Given exercise 1 =
Translate this sentence from the talk below into Spanish: "When we see that the devils are of our own creation, the battle takes on a whole new meaning."
Given exercise 2 =
Answer these from the talk below:
(a) In which town and state was the talk given?
(b) Where did the speaker do a meditative retreat three years earlier?
(c) What idea does Confusion Number Two call a misconception?

[begin Source passage]

A Litany of Confusion

I gave the following talk in St. Mary’s Episcopal Church in Rockport, Massachusetts on March 10th, 2013.

This is in part a birthday present for Mother Karin, so she won’t have to write a sermon this week, but it’s also an opportunity to share some recent experiences, that I think would be of interest to anyone concerned with the spiritual life.

Three years ago I did a meditative retreat at the Kripalu Center in the Berkshires.  I expected I’d probably have some amazing experience and that I’d be thinking, “Wow.  This is it!  The answer to all my problems.” This expectation was fulfilled far beyond my wildest imagination.  But I also anticipated that back in my day-to-day life, those revelations would fade, and I’d be saying, “Well, I guess that wasn’t the answer after all.” In that I was also quite correct, for shortly after that retreat, I fell into the deepest depression I’d ever experienced.  Six months later I was baffled trying to figure out how I had come out of that hopeless despair into a life filled with joy and happiness far greater than I could ever have dreamed. But I had one important clue.  Through meditation I had learned to pay attention to every experience without judgment, and during that period of the most hopeless depression I had been able to watch my-self creating the depression.  When you see that the reason your hand hurts is because you’ve been mindlessly stabbing yourself with a fork, it just stops—there’s nothing you have to do.

I believe that Jesus taught this.  Yes, he advised us to be kind and compassionate but how do you do that?  Mathew quotes from the Sermon on the Mount:

Consider the lilies of the field, how they grow: they neither toil nor spin, yet I tell you, even Solomon in all his glory was not arrayed like one of these.

And we are left to discover for ourselves the confusions that prevent us from living this way.  So I’ll read you a litany of my confusions.

Confusion Number One.  There’s a myth that is central to the stories we tell—the classic Battle of Good versus Evil–and I’ve bought into this myth as much as anyone.    But I really don’t think there is such a thing.  The real battle is Me against Myself.  If we look deeply into the heart of the most evil characters, whether it’s Darth Vader, Hannibal Lector or Voldemort, we find a soul who is quite simply very confused, who misunderstands who they really are, but who deep down is searching for the same fulfillment we all seek.

St. Matthew reports that,

Again the devil took him to a very high mountain and showed him all the kingdoms of the world and their glory. And he said to him, “All these I will give you, if you will fall down and worship me.”

I have to wonder who Jesus was really doing battle with.  When we see that the devils are of our own creation, the battle takes on a whole new meaning.

Confusion Number Two.  Another misconception I’ve bought into is the idea that we are fundamentally flawed, that somehow we need to be fixed.  Yet it has become more and more obvious to me that this is wrong.  What if, In fact, it is our fundamental nature to be caring, compassionate and happy?  What would that mean?  It would mean that each one of us has at our disposal everything we need to solve our most fundamental problems.  And—not to say that we don’t depend upon each other for help—but it would mean that we would not have to be forever searching for some formula, some wonder drug, some expert or genius who can fix us.

[end Source passage]
[begin Supplied information]

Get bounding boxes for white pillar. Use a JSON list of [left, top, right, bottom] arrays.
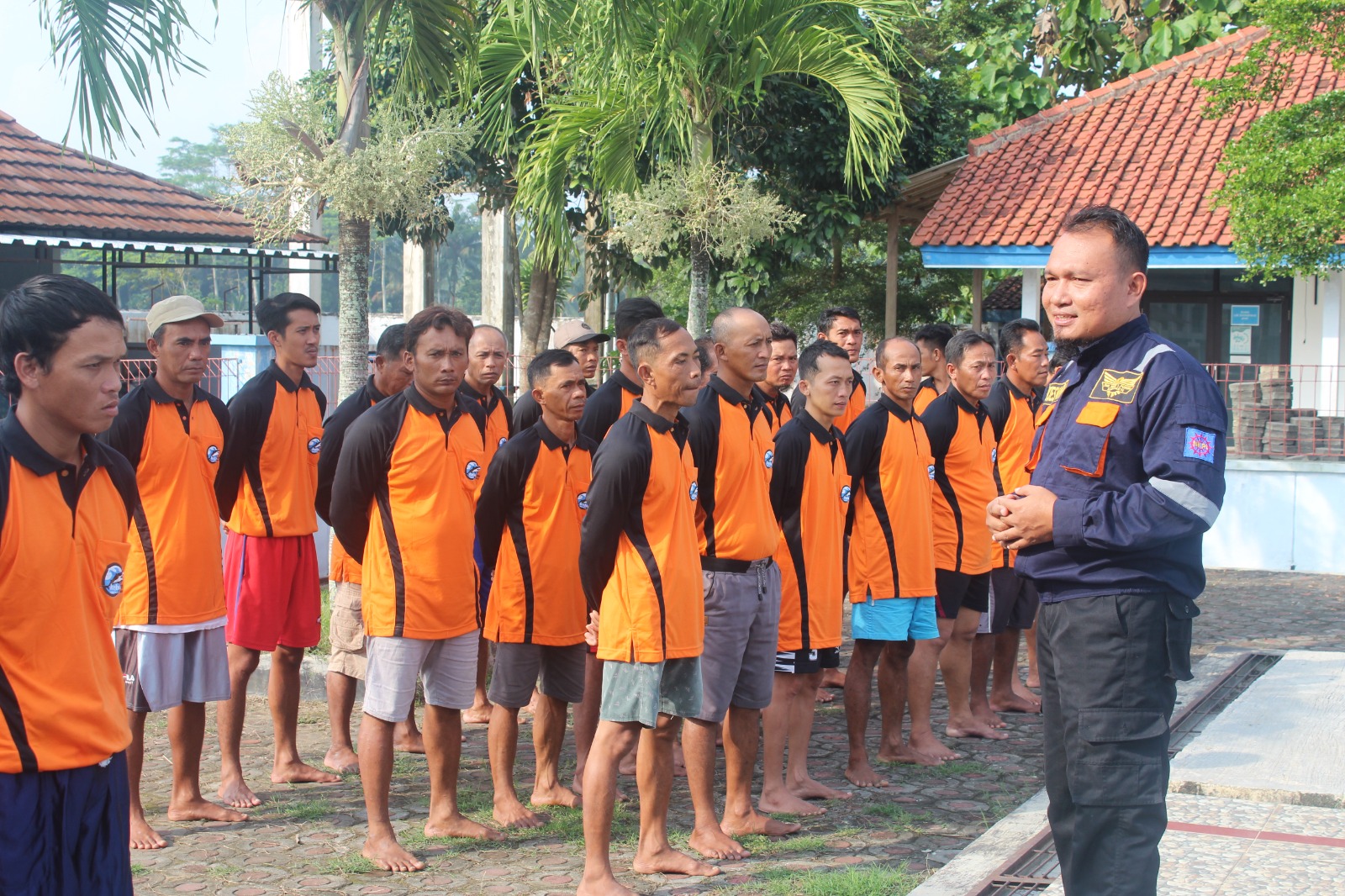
[[1021, 268, 1041, 323]]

[end Supplied information]

Written answer 1 =
Cuando vemos que los demonios son creación nuestra, la batalla adquiere un significado completamente nuevo.

Written answer 2 =
(a) Rockport, Massachusetts
(b) At the Kripalu Center in the Berkshires
(c) The idea that we are fundamentally flawed and somehow need to be fixed